Exercise requirements ▸
Starting at the line containing "rail shown in the picture above." and continuing through the end of the data, substitute "meadow flower" for "wildflower" and reproduce those lines with nothing else changed.

Material to process ▸

—————

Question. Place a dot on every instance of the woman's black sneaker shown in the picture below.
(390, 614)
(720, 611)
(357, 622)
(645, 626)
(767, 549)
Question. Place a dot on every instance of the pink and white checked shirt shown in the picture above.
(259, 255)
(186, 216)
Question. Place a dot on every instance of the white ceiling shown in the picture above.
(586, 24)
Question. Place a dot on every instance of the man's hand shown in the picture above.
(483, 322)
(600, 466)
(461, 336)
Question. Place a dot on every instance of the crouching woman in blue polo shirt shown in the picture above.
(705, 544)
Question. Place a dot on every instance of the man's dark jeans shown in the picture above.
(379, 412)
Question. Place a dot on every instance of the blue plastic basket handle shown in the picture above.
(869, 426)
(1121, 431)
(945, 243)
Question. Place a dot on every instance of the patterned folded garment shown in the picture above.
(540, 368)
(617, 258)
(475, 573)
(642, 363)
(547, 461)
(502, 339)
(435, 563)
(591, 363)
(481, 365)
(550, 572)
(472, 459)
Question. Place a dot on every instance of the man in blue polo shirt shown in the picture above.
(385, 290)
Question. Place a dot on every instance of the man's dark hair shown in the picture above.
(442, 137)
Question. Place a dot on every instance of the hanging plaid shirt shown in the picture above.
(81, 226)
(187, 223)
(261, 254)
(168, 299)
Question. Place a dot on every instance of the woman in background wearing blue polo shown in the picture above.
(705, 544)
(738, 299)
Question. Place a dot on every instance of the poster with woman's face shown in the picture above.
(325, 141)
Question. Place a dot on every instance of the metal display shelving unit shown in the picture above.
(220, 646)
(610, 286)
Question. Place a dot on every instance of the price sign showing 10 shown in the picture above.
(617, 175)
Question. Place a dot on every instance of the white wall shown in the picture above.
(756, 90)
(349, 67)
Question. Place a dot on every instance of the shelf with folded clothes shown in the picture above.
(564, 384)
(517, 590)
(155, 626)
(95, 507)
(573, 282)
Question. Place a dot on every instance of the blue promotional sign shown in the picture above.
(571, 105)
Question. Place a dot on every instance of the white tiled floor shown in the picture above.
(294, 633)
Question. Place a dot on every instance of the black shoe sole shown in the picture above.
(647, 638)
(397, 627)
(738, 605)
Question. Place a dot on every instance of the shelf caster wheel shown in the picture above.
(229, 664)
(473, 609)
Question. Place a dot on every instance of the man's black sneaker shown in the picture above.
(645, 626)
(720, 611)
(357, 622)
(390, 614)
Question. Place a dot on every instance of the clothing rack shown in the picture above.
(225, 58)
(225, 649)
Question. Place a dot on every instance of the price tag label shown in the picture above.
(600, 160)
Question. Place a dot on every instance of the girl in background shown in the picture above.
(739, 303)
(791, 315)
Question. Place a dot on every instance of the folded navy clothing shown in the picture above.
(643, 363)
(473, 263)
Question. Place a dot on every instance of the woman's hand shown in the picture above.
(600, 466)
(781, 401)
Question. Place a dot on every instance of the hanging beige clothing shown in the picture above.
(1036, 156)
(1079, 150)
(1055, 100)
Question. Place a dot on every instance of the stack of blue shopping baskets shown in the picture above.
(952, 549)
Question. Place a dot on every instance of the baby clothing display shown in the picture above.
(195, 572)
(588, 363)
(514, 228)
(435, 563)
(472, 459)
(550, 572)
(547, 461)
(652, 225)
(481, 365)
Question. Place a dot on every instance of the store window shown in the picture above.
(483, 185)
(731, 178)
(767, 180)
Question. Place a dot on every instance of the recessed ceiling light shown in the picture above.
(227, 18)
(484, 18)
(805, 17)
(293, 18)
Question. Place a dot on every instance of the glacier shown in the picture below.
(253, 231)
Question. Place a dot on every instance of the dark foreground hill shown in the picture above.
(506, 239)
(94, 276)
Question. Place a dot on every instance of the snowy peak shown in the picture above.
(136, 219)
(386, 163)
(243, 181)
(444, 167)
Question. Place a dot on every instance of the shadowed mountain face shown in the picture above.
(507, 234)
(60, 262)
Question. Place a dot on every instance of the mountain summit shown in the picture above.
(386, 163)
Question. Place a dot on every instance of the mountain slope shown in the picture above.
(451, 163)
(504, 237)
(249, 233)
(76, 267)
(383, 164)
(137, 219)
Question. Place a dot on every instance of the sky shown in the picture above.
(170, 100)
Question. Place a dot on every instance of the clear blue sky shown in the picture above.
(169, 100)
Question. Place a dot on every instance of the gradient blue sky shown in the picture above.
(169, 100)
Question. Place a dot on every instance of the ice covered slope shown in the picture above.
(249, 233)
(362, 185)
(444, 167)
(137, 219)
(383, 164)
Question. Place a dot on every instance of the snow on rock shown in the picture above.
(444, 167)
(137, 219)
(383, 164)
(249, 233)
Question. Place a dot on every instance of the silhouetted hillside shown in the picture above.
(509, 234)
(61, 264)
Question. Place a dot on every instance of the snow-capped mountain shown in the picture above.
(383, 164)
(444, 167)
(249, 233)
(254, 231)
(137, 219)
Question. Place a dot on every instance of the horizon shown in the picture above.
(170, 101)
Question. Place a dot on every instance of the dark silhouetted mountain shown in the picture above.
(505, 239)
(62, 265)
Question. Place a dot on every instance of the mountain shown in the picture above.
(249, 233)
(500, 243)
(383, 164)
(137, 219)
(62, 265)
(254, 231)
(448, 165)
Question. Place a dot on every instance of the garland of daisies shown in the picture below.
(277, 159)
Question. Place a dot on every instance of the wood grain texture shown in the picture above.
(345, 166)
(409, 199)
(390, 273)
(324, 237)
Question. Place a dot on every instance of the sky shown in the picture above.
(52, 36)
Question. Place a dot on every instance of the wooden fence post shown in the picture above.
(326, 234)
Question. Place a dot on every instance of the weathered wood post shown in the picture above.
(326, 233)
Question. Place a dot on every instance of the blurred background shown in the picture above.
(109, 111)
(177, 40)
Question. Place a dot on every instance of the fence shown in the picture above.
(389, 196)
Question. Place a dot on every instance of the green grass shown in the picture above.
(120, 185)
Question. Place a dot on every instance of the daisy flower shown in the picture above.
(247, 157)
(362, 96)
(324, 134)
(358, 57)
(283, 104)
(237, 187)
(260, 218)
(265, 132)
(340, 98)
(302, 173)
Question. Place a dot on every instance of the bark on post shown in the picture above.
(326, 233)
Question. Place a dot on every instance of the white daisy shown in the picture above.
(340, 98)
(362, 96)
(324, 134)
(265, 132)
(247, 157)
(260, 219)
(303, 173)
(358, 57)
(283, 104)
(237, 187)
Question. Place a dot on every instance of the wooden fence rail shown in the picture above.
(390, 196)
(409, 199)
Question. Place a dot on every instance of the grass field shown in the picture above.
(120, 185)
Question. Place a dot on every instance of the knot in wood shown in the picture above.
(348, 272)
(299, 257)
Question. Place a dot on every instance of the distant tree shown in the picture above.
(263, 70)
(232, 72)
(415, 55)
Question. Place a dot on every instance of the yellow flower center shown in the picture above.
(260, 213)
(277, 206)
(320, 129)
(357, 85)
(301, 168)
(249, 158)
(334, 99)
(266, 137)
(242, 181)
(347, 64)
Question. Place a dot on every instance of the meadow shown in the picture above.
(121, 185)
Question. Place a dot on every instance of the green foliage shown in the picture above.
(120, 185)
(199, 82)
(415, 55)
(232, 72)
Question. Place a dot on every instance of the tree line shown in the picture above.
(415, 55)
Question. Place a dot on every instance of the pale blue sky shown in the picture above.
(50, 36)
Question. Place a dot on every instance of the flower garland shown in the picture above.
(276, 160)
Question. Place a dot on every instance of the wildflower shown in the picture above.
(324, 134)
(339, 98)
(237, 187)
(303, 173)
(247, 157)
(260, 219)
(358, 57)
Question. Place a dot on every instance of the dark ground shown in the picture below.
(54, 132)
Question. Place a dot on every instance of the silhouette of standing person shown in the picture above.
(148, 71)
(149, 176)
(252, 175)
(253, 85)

—————

Complete response ▸
Question. Place a dot on every instance of the wooden fence rail shown in the picture above.
(390, 196)
(409, 199)
Question. Place a dot on every instance of the grass field shown in the picture above.
(120, 185)
Question. Place a dot on every instance of the knot in wood shown in the picture above.
(348, 272)
(299, 257)
Question. Place a dot on every instance of the distant tree shown in the picture above.
(263, 70)
(232, 72)
(415, 55)
Question. Place a dot on every instance of the yellow flower center shown in the picture above.
(260, 213)
(277, 206)
(320, 129)
(357, 85)
(301, 168)
(249, 158)
(334, 99)
(266, 137)
(242, 181)
(347, 64)
Question. Place a dot on every instance of the meadow shown in the picture above.
(121, 185)
Question. Place a dot on every instance of the green foliage shown in the picture above.
(120, 185)
(199, 82)
(415, 55)
(232, 72)
Question. Place a dot on every instance of the tree line shown in the picture above.
(415, 55)
Question. Place a dot on every instance of the pale blue sky shown in the picture above.
(50, 36)
Question. Place a dot on every instance of the flower garland shown in the picture above.
(276, 160)
Question. Place a dot on every instance of the meadow flower shown in the picture above.
(324, 134)
(339, 98)
(237, 187)
(303, 173)
(247, 157)
(260, 219)
(358, 57)
Question. Place a dot on every instance of the dark ground shown in the picture below.
(54, 132)
Question. Place a dot on every instance of the silhouette of standing person shown in the picture above.
(148, 71)
(149, 176)
(252, 175)
(253, 85)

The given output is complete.